### Records for this exercise
-- Opening Marker --

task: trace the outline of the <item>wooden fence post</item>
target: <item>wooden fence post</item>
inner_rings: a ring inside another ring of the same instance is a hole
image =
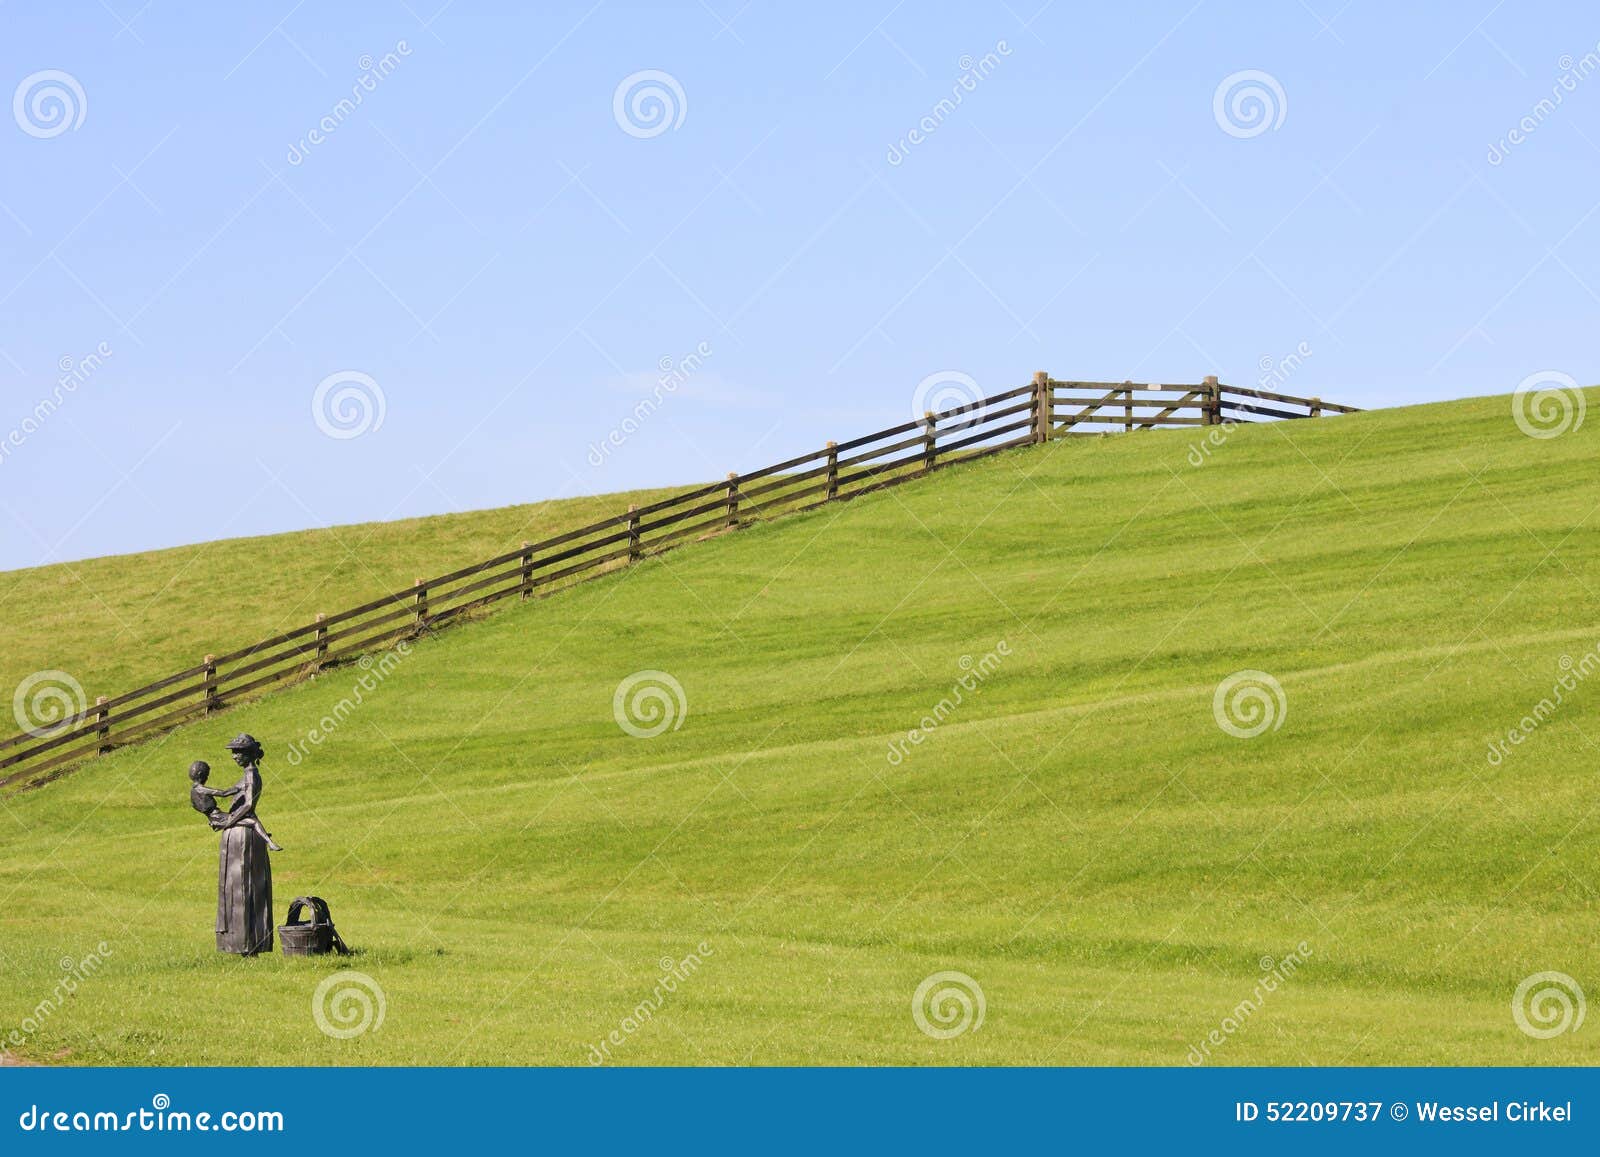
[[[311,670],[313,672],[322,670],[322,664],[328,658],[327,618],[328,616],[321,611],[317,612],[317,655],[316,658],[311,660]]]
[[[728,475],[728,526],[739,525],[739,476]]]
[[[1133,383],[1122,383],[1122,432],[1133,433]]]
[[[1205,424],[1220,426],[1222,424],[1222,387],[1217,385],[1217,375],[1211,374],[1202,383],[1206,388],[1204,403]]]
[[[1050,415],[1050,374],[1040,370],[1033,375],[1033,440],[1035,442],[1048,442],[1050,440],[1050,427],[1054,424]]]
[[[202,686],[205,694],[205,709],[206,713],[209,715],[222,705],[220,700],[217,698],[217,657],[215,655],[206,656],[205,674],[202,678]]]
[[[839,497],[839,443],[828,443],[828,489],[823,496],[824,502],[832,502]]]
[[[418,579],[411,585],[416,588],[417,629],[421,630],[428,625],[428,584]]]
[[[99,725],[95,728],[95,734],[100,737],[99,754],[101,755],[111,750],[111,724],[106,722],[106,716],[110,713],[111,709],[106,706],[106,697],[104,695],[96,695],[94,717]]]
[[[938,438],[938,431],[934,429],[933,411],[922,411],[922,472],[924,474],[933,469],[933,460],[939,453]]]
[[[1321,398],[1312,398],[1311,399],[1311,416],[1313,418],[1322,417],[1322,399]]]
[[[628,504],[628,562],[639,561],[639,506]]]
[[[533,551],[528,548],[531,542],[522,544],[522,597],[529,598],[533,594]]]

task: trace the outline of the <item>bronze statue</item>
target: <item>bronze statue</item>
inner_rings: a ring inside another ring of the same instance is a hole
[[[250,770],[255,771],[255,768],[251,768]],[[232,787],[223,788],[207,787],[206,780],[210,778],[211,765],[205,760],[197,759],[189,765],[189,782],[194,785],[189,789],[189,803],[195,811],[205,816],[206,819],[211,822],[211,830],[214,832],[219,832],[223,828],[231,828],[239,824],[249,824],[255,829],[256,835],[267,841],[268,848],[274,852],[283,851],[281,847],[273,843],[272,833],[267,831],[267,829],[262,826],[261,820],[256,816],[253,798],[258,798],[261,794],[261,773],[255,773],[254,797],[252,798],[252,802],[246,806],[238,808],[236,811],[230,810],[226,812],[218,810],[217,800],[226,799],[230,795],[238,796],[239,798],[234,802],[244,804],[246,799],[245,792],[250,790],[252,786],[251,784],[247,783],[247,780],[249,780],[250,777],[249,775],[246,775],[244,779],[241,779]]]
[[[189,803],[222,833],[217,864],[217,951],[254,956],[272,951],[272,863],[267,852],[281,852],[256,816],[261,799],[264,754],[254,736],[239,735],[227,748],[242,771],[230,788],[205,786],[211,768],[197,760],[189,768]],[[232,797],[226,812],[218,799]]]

-- Closing Marker --

### Exercise directions
Show every line of the listing containing the string "post" by copying it.

### Your solution
task: trace the outline of the <item>wooden fence post</item>
target: <item>wooden fence post</item>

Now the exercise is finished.